**Questions on the material**:
(a) In the article below on health research and medical practice, translate this sentence into Spanish: "Every day there are 1500 health research papers published around the world."
(b) Pick up the article below on the gap between health research and clinical practice after its final paragraph, and continue it.

**Extract provided**:
=== Begin Enclosure ===

Why health research is not put into practice
Thursday 22 November 2007
Why health research is not put into practice
Professor Paul Glasziou, Director of the Centre for Evidence-based Medicine at Oxford University, is warning that much more needs to be done to translate good health research into medical practice to avoid wasting millions of dollars on health care.
He is a world authority on the ‘gap’ between health research and clinical practice, which is having a major financial impact on health systems around the world. Prof Glasziou is the visiting Margaret Black Fellow for 2007 at the University of Otago, Christchurch.
“We’re spending billions of dollars on health practice which we know doesn’t work as well as it should because health research has already provided that evidence. But there are still serious blockages moving this new research evidence into improved medical care, “he says.
“A central problem is the information flood. Every day there are 1500 health research papers published around the world. The problem for the average doctor is to pick up the results from those studies which should be changing and informing their practice. However, bad information often drives out or confounds the good at the present time.”
Professor Glasziou has written four books about this serious and expensive health issue and has also spoken about the poor quality of some health research with inadequate descriptions of treatment.
“When you analyse what happens often patients are only getting 10% of the benefit from research findings because of what I call leakage along the information pipeline ,” he says. “This is wasting the millions of health dollars when findings are not applied, and outcomes not as good as they should be.”

=== End Enclosure ===

**Recorded information**:

=== Begin Enclosure ===

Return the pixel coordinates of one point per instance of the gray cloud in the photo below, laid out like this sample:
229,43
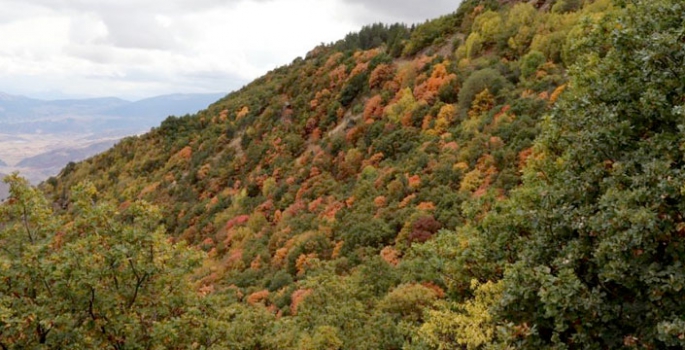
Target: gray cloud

=== End Enclosure ===

**Responses for each task**:
(a) Cada día se publican 1500 artículos de investigación en salud en todo el mundo.

(b)
One of the solutions to this breakdown in applying research evidence to practice, either in hospitals or GPs’ surgeries, is to use groups of people to filter the research results before it is passed on to doctors. It is also a question of providing national funding to purchase this process he says.
Professor Glasziou believes there also needs to be more accurate and research-based information for non-drug therapies. He says health systems are often biased in favour of using drugs, and more needs to be done to provide evidence-based information on alternative therapies and non-drug approaches.
He says for many conditions there are useful and proven non-drug therapies which are not easily accessible through a manual for doctors in the same way as drugs. At present he is working to develop an alternative reference guide for non-drug therapies, but one which is evidence-based.
Prof Glasziou is editor of the British Medical Journal’s Evidence-Based Medicine and a member of the BMJ’s editorial board.
Professor Glasziou is giving a public lecture on these important health issues at the University of Otago, Christchurch School of Medicine on Tuesday November 27, Rolleston Lecture Theatre at 5.30pm.
The lecture is titled: “Potholes along the road from research to practice”.